* Your goal
Print exactly, and only, the lines running from the line containing "Target: bald man in background" through the end of the records below.

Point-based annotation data
# # #

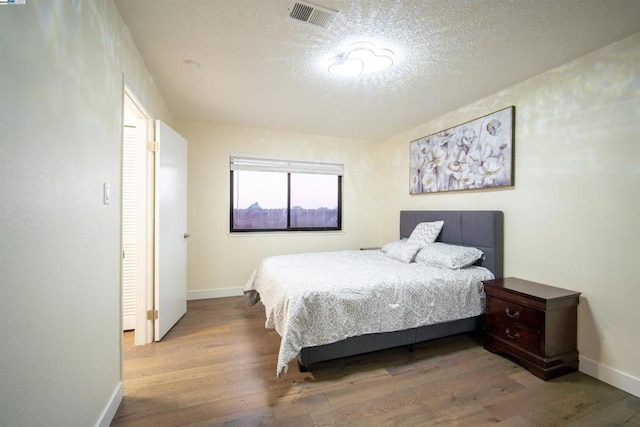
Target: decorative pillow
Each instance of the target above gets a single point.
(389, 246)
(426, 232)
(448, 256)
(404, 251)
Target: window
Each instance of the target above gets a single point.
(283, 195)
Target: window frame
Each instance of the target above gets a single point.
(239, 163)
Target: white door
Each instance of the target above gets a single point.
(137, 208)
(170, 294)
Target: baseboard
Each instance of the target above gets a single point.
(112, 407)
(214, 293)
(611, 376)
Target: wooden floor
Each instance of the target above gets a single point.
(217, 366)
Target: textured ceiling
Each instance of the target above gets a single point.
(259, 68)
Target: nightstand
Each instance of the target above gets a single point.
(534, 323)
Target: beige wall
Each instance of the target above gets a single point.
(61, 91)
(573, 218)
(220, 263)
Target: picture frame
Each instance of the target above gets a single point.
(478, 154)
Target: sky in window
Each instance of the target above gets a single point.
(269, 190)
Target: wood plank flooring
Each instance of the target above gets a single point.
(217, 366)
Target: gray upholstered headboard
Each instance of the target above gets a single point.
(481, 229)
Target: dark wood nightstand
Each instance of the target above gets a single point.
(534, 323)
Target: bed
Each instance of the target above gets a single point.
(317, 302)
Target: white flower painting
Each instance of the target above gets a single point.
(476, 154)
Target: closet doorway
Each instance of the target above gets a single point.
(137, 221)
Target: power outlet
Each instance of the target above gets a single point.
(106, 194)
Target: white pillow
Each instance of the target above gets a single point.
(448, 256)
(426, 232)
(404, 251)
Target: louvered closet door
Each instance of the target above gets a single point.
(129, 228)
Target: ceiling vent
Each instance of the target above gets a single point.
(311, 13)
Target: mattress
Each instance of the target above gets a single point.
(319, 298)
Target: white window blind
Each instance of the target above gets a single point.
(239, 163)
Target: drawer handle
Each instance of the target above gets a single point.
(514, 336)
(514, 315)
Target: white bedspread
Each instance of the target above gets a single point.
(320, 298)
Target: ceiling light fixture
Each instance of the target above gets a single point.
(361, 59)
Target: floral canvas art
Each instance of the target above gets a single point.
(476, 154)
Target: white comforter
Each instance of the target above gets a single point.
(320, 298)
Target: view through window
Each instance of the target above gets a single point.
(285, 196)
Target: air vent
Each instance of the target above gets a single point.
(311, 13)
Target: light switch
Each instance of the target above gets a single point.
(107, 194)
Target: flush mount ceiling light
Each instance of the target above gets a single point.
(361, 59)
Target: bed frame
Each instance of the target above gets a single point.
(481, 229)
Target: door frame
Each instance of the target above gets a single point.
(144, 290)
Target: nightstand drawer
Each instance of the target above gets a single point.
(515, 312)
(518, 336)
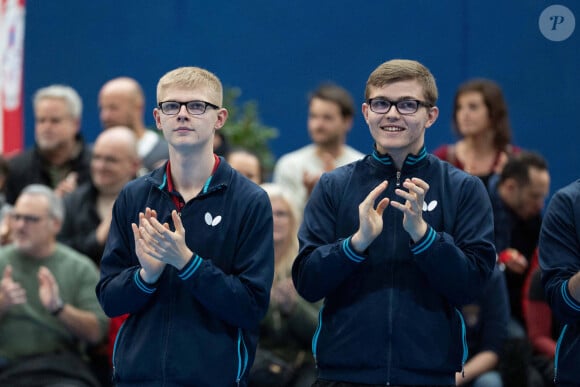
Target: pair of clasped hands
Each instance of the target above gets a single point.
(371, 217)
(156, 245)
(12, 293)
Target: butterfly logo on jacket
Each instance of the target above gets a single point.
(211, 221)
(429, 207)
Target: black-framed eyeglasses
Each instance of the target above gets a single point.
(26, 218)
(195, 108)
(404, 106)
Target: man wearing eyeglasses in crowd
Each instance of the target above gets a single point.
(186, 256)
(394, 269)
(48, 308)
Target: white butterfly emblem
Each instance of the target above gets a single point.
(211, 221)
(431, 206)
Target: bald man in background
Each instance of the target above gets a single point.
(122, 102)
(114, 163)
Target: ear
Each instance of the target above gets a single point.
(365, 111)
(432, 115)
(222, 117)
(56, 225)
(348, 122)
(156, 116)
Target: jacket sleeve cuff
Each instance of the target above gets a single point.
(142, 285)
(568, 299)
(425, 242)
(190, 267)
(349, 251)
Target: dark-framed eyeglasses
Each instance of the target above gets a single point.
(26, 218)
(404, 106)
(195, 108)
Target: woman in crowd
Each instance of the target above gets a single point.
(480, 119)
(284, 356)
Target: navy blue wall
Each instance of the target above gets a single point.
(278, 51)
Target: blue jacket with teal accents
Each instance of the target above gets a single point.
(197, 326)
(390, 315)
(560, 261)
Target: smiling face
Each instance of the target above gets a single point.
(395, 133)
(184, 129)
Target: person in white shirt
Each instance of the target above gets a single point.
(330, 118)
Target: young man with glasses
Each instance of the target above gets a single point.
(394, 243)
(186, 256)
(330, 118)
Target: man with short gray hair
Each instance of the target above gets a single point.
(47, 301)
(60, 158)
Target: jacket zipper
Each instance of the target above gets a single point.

# # #

* Answer for this exercise
Target: bald man in background
Each instance of the target above gets a single point.
(122, 102)
(114, 163)
Target: ear
Each instance of the target above gets a single point.
(365, 111)
(432, 115)
(222, 117)
(56, 225)
(348, 122)
(156, 116)
Target: jacket sleeve cuff
Each instance of the target above gets a single point.
(142, 285)
(568, 299)
(425, 242)
(190, 267)
(349, 251)
Target: dark-framed eyeglasses
Each instance of the target above gets a single point.
(26, 218)
(404, 106)
(195, 108)
Target: woman in crowd
Each instance of the target above gets a single point.
(480, 119)
(284, 356)
Target: navy blue wall
Each instance of the target above gets a single point.
(278, 51)
Target: blue jacket with teal accents
Each instance of the target above gets a single point.
(197, 326)
(390, 315)
(560, 261)
Target: smiling face
Each instance of the target above gets a single point.
(395, 133)
(184, 129)
Target: person in white shirt
Each instance of the target above gets a single point.
(330, 118)
Target: young man with glasses
Each instance of the target above gets a single point.
(394, 243)
(186, 256)
(330, 118)
Target: man with short gray hair
Each instance of the target above gets a single point.
(47, 301)
(60, 158)
Target: jacket zipper
Each instance of the target above gets a single point.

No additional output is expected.